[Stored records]

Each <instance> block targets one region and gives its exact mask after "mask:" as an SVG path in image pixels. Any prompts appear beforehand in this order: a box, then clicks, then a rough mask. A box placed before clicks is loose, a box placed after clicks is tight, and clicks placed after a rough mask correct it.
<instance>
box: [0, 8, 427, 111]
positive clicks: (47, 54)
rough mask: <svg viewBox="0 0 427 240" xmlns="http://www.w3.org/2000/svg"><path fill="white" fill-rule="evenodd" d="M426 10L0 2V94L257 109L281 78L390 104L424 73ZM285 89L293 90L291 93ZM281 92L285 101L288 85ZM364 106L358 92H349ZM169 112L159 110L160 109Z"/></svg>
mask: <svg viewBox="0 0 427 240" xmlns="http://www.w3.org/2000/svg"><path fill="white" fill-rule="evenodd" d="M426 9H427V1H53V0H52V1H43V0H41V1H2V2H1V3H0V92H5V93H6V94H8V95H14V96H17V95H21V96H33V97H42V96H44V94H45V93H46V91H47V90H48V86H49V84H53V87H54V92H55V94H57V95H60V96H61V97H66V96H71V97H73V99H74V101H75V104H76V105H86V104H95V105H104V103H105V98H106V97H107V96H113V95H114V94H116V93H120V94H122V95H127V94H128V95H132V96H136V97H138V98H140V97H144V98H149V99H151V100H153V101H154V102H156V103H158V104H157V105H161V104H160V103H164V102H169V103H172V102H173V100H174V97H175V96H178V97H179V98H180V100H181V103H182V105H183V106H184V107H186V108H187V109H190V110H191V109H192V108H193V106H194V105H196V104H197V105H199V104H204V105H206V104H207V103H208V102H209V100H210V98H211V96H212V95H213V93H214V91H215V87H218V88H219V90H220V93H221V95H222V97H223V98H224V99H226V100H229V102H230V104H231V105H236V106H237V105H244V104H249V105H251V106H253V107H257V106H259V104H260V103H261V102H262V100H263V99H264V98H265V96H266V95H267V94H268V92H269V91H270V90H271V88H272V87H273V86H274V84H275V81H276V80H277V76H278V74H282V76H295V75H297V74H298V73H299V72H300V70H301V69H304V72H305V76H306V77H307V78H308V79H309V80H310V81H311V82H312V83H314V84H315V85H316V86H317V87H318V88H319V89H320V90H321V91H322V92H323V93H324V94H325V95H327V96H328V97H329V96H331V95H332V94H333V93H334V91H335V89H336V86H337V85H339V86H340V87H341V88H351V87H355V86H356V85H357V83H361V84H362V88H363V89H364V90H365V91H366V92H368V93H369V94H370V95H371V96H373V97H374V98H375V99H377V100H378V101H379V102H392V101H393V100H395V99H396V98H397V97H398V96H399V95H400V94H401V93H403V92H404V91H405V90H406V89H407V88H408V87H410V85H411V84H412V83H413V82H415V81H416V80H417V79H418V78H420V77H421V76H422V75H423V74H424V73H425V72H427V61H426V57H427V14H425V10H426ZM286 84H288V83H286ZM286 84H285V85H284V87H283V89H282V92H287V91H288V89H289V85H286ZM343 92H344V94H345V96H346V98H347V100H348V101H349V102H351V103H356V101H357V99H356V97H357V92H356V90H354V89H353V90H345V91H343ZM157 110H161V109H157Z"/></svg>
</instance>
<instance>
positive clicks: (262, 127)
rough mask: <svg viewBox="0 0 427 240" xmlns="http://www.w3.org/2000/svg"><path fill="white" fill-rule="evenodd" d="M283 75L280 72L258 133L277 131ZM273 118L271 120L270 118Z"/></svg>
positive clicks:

§ What is being asked: Looking at the entries above, copy out every line in which "positive" occurs.

§ Written response:
positive clicks: (47, 54)
positive clicks: (262, 127)
positive clicks:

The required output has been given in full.